- [Record list]
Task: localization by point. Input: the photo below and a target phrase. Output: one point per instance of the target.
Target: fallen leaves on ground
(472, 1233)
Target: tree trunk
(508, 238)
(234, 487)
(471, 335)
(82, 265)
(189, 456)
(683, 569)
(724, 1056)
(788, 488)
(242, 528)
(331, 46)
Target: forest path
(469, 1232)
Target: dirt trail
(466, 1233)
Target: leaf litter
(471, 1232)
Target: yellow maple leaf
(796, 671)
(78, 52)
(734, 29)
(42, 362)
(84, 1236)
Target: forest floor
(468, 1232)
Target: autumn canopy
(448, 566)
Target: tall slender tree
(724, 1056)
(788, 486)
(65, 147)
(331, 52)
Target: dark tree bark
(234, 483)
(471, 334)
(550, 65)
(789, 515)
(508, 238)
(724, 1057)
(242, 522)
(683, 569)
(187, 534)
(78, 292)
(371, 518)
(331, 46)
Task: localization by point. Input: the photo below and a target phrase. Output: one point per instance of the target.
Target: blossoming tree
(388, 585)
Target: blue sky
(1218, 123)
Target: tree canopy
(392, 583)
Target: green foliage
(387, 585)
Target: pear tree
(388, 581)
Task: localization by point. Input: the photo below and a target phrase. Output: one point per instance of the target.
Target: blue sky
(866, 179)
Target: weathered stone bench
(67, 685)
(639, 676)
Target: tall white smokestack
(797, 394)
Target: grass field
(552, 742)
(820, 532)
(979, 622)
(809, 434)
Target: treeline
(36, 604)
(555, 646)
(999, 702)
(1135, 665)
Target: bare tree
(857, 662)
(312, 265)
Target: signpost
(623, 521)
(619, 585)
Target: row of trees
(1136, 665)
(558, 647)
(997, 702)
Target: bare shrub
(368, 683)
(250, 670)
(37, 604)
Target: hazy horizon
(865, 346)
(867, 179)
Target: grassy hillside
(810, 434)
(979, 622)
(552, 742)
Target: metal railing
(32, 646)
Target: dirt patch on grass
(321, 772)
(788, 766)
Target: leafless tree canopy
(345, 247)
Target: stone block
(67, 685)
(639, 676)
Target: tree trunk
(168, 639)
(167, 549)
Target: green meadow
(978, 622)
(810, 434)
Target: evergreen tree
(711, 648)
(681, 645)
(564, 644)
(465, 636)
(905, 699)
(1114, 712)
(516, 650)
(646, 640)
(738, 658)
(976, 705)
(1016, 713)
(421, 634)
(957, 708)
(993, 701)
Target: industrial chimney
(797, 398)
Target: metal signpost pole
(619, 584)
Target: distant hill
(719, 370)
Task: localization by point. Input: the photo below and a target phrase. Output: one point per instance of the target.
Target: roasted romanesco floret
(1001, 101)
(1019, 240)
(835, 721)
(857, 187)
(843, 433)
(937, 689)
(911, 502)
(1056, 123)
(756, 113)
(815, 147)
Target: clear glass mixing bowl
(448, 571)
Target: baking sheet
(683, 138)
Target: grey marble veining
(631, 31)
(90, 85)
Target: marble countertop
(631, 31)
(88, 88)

- [Exercise instructions] Put every line of the records into a Markdown table with the columns Row and Line, numbering each row and leaving out any blank lines.

- [Written answer]
| Row | Line |
|---|---|
| 1 | Task: localization by point. Input: the photo below and a target phrase. Output: one point per instance of the target. |
| 2 | Target: fallen leaves on ground |
| 3 | (472, 1233) |
| 4 | Target: tree trunk |
| 5 | (508, 238) |
| 6 | (234, 487) |
| 7 | (471, 335) |
| 8 | (82, 265) |
| 9 | (189, 456) |
| 10 | (683, 569) |
| 11 | (724, 1056) |
| 12 | (788, 488) |
| 13 | (242, 528) |
| 14 | (331, 46) |
| 15 | Target: forest path |
| 16 | (469, 1232) |
| 17 | Target: dirt trail |
| 18 | (466, 1233) |
| 19 | Target: leaf litter |
| 20 | (471, 1232) |
| 21 | Target: yellow maple leaf |
| 22 | (796, 671) |
| 23 | (78, 52) |
| 24 | (734, 29) |
| 25 | (42, 362) |
| 26 | (84, 1236) |
| 27 | Target: forest floor |
| 28 | (468, 1232) |
| 29 | Target: autumn canopy |
| 30 | (448, 566) |
| 31 | Target: tall slender tree |
| 32 | (724, 1056) |
| 33 | (788, 486) |
| 34 | (65, 147) |
| 35 | (331, 52) |
| 36 | Target: dark tree bark |
| 37 | (234, 483) |
| 38 | (471, 334) |
| 39 | (550, 65) |
| 40 | (789, 515) |
| 41 | (508, 238) |
| 42 | (724, 1057) |
| 43 | (242, 522) |
| 44 | (683, 569) |
| 45 | (187, 534) |
| 46 | (78, 292) |
| 47 | (371, 518) |
| 48 | (331, 46) |
| 49 | Task: localization by point. Input: the photo below and a target phrase. Output: one point per instance of the target. |
| 50 | Target: blossoming tree |
| 51 | (388, 585) |
| 52 | Target: blue sky |
| 53 | (1218, 123) |
| 54 | Target: tree canopy |
| 55 | (392, 583) |
| 56 | Target: green foliage |
| 57 | (387, 585) |
| 58 | Target: pear tree |
| 59 | (388, 581) |
| 60 | Task: localization by point. Input: the photo below and a target phrase. Output: one point per instance of the target. |
| 61 | Target: blue sky |
| 62 | (866, 179) |
| 63 | Target: weathered stone bench |
| 64 | (67, 685) |
| 65 | (639, 676) |
| 66 | Target: tall white smokestack |
| 67 | (797, 394) |
| 68 | Target: grass field |
| 69 | (552, 742) |
| 70 | (820, 532) |
| 71 | (979, 622) |
| 72 | (809, 434) |
| 73 | Target: treeline |
| 74 | (36, 604) |
| 75 | (555, 646) |
| 76 | (999, 702) |
| 77 | (1135, 665) |
| 78 | Target: bare tree |
| 79 | (857, 662) |
| 80 | (312, 265) |
| 81 | Target: signpost |
| 82 | (623, 521) |
| 83 | (619, 585) |
| 84 | Target: row of trees |
| 85 | (1136, 665) |
| 86 | (558, 647) |
| 87 | (997, 702) |
| 88 | Target: bare shrub |
| 89 | (368, 683) |
| 90 | (250, 670) |
| 91 | (37, 604) |
| 92 | Target: hazy horizon |
| 93 | (865, 346) |
| 94 | (867, 179) |
| 95 | Target: grassy hillside |
| 96 | (810, 434) |
| 97 | (979, 622) |
| 98 | (552, 742) |
| 99 | Target: metal railing |
| 100 | (32, 646) |
| 101 | Target: dirt patch on grass |
| 102 | (321, 772) |
| 103 | (788, 766) |
| 104 | Target: leafless tree canopy |
| 105 | (345, 247) |
| 106 | Target: stone block |
| 107 | (67, 685) |
| 108 | (639, 676) |
| 109 | Target: tree trunk |
| 110 | (168, 639) |
| 111 | (167, 549) |
| 112 | Target: green meadow |
| 113 | (978, 622) |
| 114 | (810, 434) |
| 115 | Target: evergreen tree |
| 116 | (711, 648) |
| 117 | (681, 645) |
| 118 | (564, 644) |
| 119 | (465, 636) |
| 120 | (905, 699) |
| 121 | (1114, 712) |
| 122 | (516, 650) |
| 123 | (646, 640) |
| 124 | (738, 658) |
| 125 | (976, 705) |
| 126 | (1016, 713) |
| 127 | (421, 634) |
| 128 | (957, 708) |
| 129 | (993, 701) |
| 130 | Target: industrial chimney |
| 131 | (797, 398) |
| 132 | Target: metal signpost pole |
| 133 | (619, 584) |
| 134 | Target: distant hill |
| 135 | (719, 370) |
| 136 | Task: localization by point. Input: the photo below and a target phrase. Output: one point per instance of the target. |
| 137 | Target: roasted romanesco floret |
| 138 | (1001, 101) |
| 139 | (1019, 240) |
| 140 | (835, 721) |
| 141 | (857, 187) |
| 142 | (843, 433) |
| 143 | (937, 689) |
| 144 | (911, 502) |
| 145 | (1056, 123) |
| 146 | (756, 113) |
| 147 | (815, 147) |
| 148 | Target: clear glass mixing bowl |
| 149 | (448, 571) |
| 150 | Target: baking sheet |
| 151 | (683, 138) |
| 152 | Target: grey marble veining |
| 153 | (631, 31) |
| 154 | (90, 85) |
| 155 | Target: marble countertop |
| 156 | (631, 31) |
| 157 | (88, 88) |